Excerpt
┄┄┄┄┄┄

Longlisted – Baileys Women’s Prize 2014
They said I must die. They said that I stole the breaths from men, and now they must steal mine. I imagine, then, that we are all candle flames, greasy-bright, fluttering in the darkness and the howl of the wind, and in the stillness of the room I hear footsteps, awful coming footsteps, coming to blow me out and send my life up away from me in a grey wreath of smoke.
In northern Iceland, 1829, Agnes Magnúsdóttir is condemned to death for her part in the brutal murder of her lover. Agnes is sent to wait out her final months on the farm of district office Jón Jónsson, his wife and their two daughters. Horrified to have a convicted murderer in their midst, the family avoid contact with Agnes. Only Tóti, the young assistant priest appointed Agnes’ spiritual guardian, is compelled to try to understand her. As the year progresses and the hardships of rural life force the household to work side by side, Agnes’ story begins to emerge and with it the family’s terrible realization that all is not as they had assumed.

┄┄┄┄┄┄

Entries

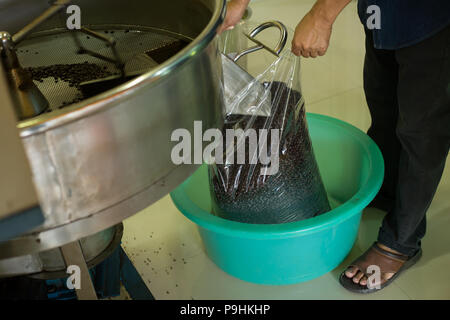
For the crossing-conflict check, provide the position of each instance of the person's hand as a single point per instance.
(312, 35)
(235, 11)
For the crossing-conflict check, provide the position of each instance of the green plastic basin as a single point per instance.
(352, 169)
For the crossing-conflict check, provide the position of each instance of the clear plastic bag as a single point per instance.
(267, 173)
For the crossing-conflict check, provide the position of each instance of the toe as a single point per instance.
(363, 281)
(358, 277)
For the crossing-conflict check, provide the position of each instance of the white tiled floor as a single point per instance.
(166, 248)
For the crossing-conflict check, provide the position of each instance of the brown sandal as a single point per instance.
(388, 262)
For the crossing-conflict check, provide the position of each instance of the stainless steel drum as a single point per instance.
(100, 159)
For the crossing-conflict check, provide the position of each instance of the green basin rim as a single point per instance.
(327, 220)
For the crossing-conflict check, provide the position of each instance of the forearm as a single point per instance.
(328, 9)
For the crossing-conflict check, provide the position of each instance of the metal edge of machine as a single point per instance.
(43, 137)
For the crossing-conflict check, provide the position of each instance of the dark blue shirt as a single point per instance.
(405, 22)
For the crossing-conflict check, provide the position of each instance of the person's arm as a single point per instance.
(235, 11)
(312, 35)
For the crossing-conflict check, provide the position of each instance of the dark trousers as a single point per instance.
(408, 94)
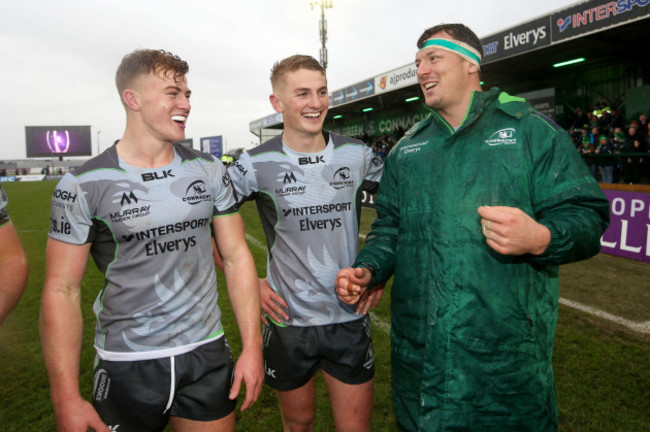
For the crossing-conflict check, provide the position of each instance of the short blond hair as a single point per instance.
(292, 64)
(145, 61)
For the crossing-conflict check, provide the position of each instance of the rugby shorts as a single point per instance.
(142, 395)
(293, 354)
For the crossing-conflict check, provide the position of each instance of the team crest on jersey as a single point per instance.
(342, 178)
(502, 137)
(196, 193)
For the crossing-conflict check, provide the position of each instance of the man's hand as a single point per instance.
(250, 370)
(351, 283)
(510, 231)
(78, 416)
(272, 303)
(370, 299)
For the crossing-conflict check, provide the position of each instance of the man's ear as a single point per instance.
(276, 103)
(131, 99)
(472, 68)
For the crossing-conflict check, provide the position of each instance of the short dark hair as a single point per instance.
(292, 64)
(145, 61)
(458, 31)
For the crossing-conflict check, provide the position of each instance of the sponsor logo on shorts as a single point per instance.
(502, 137)
(268, 371)
(101, 385)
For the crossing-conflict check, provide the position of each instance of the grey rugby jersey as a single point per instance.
(4, 216)
(309, 206)
(150, 230)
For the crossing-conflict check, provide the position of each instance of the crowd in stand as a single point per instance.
(615, 152)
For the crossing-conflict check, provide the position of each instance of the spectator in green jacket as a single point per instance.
(478, 205)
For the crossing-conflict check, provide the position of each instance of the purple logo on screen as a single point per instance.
(58, 141)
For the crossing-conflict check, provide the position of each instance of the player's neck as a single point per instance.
(304, 143)
(145, 152)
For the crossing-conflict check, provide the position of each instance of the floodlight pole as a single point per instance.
(324, 4)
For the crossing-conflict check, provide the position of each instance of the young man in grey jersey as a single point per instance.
(144, 209)
(13, 263)
(307, 184)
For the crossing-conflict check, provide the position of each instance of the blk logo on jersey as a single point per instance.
(289, 177)
(311, 160)
(157, 175)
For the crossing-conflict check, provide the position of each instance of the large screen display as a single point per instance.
(46, 141)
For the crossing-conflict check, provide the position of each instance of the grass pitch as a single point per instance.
(601, 368)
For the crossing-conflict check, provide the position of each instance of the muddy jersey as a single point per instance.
(150, 230)
(309, 204)
(4, 216)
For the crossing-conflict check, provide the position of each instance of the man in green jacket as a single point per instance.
(478, 205)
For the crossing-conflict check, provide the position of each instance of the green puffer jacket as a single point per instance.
(472, 330)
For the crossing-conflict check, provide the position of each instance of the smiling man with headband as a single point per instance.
(478, 205)
(461, 48)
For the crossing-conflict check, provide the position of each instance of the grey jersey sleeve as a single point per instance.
(224, 201)
(374, 167)
(243, 178)
(4, 217)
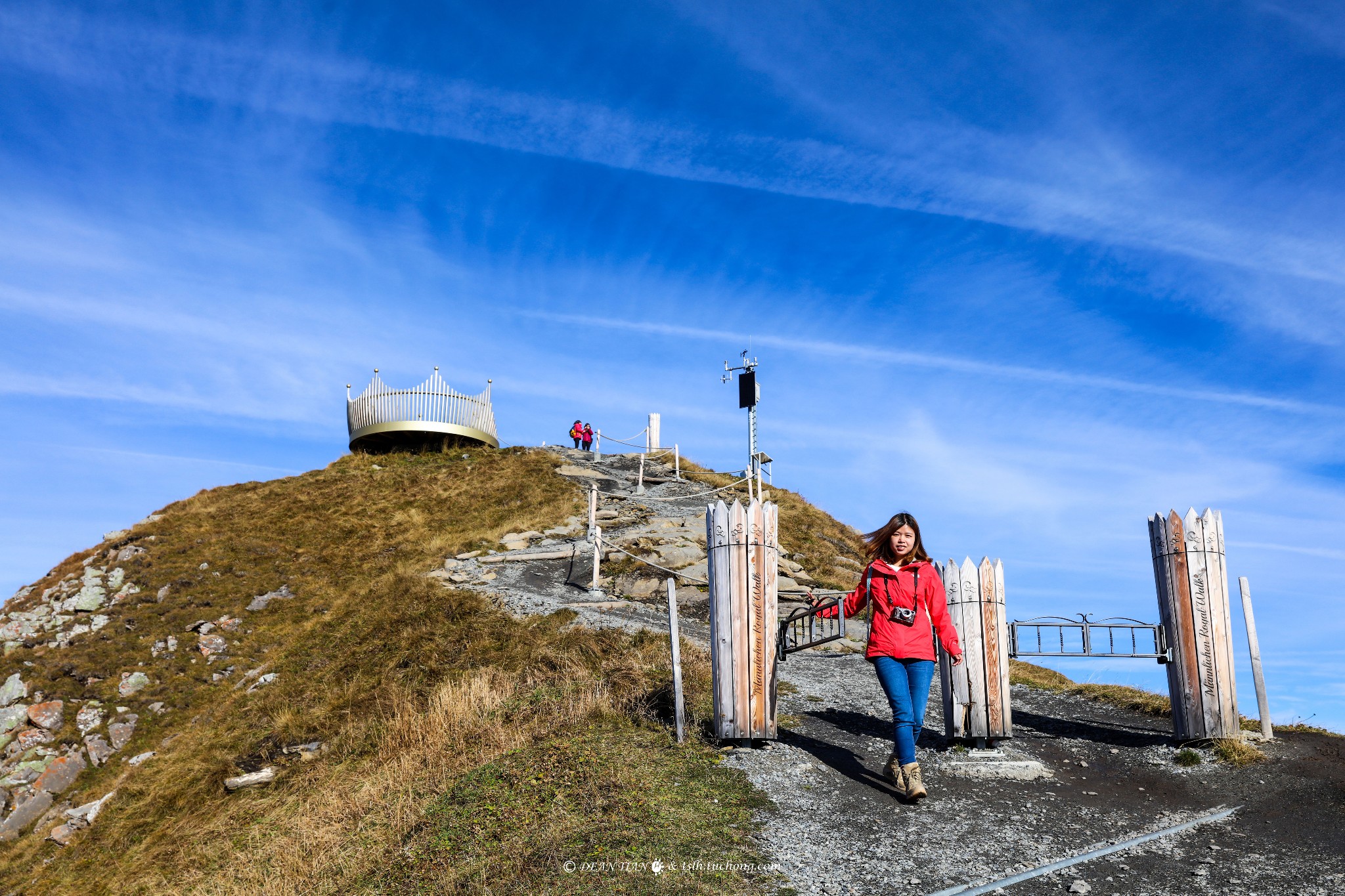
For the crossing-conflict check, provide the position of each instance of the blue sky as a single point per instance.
(1028, 270)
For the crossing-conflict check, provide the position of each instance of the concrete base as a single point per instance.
(994, 763)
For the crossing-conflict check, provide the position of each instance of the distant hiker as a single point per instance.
(907, 595)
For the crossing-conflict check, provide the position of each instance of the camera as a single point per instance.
(903, 616)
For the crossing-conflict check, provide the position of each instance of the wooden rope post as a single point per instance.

┄┄┄┄┄┄

Stated exercise 1
Answer these from the novel description:
(a) Which prize longlist is the book on?
(b) In what place and year is Agnes Magnúsdóttir condemned to death?
(c) Who is appointed as Agnes' spiritual guardian?
Stated exercise 2
Please extend the novel description about Agnes Magnúsdóttir with a few more sentences, starting right after its final line.

Result 1
(a) The Baileys Women's Prize 2014.
(b) Northern Iceland, 1829.
(c) Tóti, the young assistant priest.

Result 2
Based on actual events, Burial Rites is an astonishing and moving novel about the truths we claim to know and the ways in which we interpret what we’re told. In beautiful, cut-glass prose, Hannah Kent portrays Iceland’s formidable landscape, in which every day is a battle for survival, and asks, how can one woman hope to endure when her life depends upon the stories told by others?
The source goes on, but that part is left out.